- [Data extract]:
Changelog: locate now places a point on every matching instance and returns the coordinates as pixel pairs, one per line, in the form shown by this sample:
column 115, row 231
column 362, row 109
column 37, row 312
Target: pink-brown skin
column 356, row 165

- [Your objective]: Write out all the records above one more time, exactly.

- [Written answer]:
Changelog: locate now places a point on every matching instance and returns the coordinates as pixel pairs, one per line, in the form shown by this sample:
column 115, row 231
column 362, row 109
column 37, row 312
Target: pink-brown skin
column 356, row 165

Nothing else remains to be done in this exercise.